Columnas / Impunidad

Acuerdos de Paz: deudas sociales y retos para una nueva forma de gobernar

Antes que unos nuevos acuerdos, en El Salvador se necesita el cumplimiento de los primeros, de forma diligente y suficiente, para finalmente superar la locura y afianzar la esperanza.

Jueves, 16 de enero de 2020
Manuel E. Escalante

La firma de los Acuerdos de Paz, el 16 de enero de 1992, es uno de los hechos más importantes de nuestra historia reciente, en lo que respecta a la estabilidad de lo político-electoral y la delineación del principio de división de poderes. Un hecho histórico cuyo objetivo principal era claro: terminar el conflicto armado mediante la negociación política. Pero no era el único, pues, a partir de ahí, se pretendía impulsar la democratización del país y garantizar el irrestricto respeto de los derechos humanos para, finalmente, reunificar a la sociedad salvadoreña.

Desde el punto de vista institucional, las partes beligerantes, los firmantes, se comprometieron a construir un Estado de Derecho, expresado en el equilibrio de los poderes, el fortalecimiento del aparato estatal y la desmilitarización de la seguridad pública. Por ello, entre otras cosas, el proceso de adopción de los Acuerdos de Paz motivó relevantes reformas constitucionales. Si bien el marco normativo e institucional germinado en torno a los mismos pudo haber correspondido a lo esperado, lo cierto es que la cultura institucional continúa en deuda porque, en buena parte, sigue guiándose por una lógica polarizada y polarizante, autoritaria y excluyente.

_EJERCICIO PROPUESTO:_ Copia completa la columna de arriba sobre los Acuerdos de Paz, palabra por palabra y sin ningún cambio.

_EXTRACTO DE DATOS:_
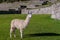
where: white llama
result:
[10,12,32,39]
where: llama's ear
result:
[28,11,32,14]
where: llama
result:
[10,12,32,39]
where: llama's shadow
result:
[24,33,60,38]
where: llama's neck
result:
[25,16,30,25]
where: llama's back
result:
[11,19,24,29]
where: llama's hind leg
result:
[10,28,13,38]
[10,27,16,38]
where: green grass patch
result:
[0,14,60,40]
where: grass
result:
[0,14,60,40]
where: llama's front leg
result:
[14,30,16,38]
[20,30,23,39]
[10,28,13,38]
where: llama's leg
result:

==

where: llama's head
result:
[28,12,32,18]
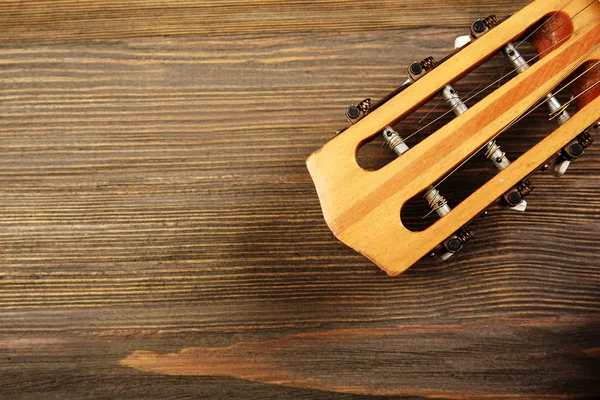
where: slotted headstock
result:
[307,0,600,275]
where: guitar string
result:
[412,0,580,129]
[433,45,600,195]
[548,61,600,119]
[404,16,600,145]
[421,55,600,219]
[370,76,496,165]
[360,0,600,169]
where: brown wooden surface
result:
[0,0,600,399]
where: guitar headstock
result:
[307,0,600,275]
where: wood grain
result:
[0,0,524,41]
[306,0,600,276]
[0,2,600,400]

* * *

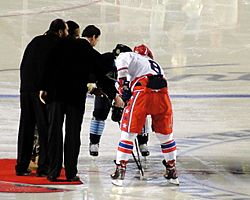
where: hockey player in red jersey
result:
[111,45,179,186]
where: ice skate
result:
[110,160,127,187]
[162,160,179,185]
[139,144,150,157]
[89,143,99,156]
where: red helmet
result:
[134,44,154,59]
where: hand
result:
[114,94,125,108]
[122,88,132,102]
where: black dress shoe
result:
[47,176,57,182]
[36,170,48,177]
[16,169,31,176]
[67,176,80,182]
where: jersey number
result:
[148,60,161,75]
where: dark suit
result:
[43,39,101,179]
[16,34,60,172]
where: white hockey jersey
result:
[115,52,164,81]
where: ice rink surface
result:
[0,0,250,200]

_RESPUESTA ESPERADA:_
Columnas / Impunidad

Acuerdos de Paz: deudas sociales y retos para una nueva forma de gobernar

Antes que unos nuevos acuerdos, en El Salvador se necesita el cumplimiento de los primeros, de forma diligente y suficiente, para finalmente superar la locura y afianzar la esperanza.

Jueves, 16 de enero de 2020
Manuel E. Escalante

La firma de los Acuerdos de Paz, el 16 de enero de 1992, es uno de los hechos más importantes de nuestra historia reciente, en lo que respecta a la estabilidad de lo político-electoral y la delineación del principio de división de poderes. Un hecho histórico cuyo objetivo principal era claro: terminar el conflicto armado mediante la negociación política. Pero no era el único, pues, a partir de ahí, se pretendía impulsar la democratización del país y garantizar el irrestricto respeto de los derechos humanos para, finalmente, reunificar a la sociedad salvadoreña.

Desde el punto de vista institucional, las partes beligerantes, los firmantes, se comprometieron a construir un Estado de Derecho, expresado en el equilibrio de los poderes, el fortalecimiento del aparato estatal y la desmilitarización de la seguridad pública. Por ello, entre otras cosas, el proceso de adopción de los Acuerdos de Paz motivó relevantes reformas constitucionales. Si bien el marco normativo e institucional germinado en torno a los mismos pudo haber correspondido a lo esperado, lo cierto es que la cultura institucional continúa en deuda porque, en buena parte, sigue guiándose por una lógica polarizada y polarizante, autoritaria y excluyente.